• ACTION ITEM: For the entries that follow, count the lines containing the string "point" and write only the number.

• SUPPLIED INFORMATION:
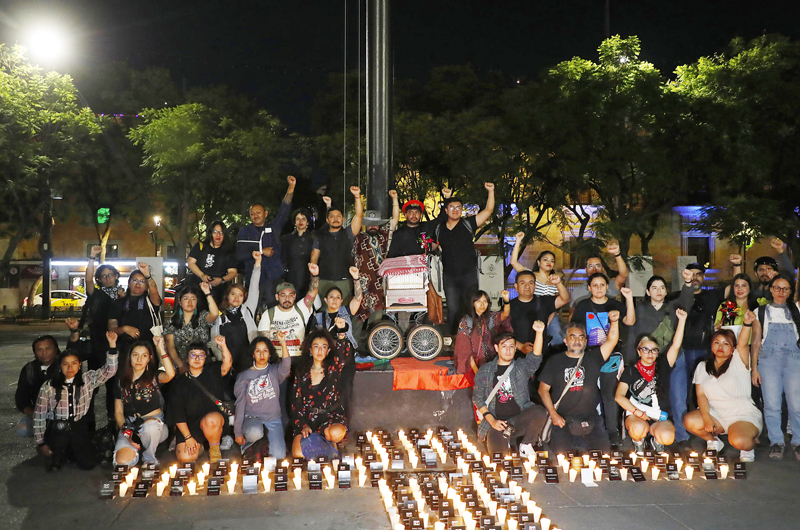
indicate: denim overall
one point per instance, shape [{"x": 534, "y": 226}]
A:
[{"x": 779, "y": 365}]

---

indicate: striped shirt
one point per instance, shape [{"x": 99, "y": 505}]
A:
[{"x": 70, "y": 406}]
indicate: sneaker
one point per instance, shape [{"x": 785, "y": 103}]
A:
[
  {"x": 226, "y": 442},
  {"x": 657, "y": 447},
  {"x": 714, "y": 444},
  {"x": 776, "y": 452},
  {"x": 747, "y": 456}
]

• SOLUTION: 3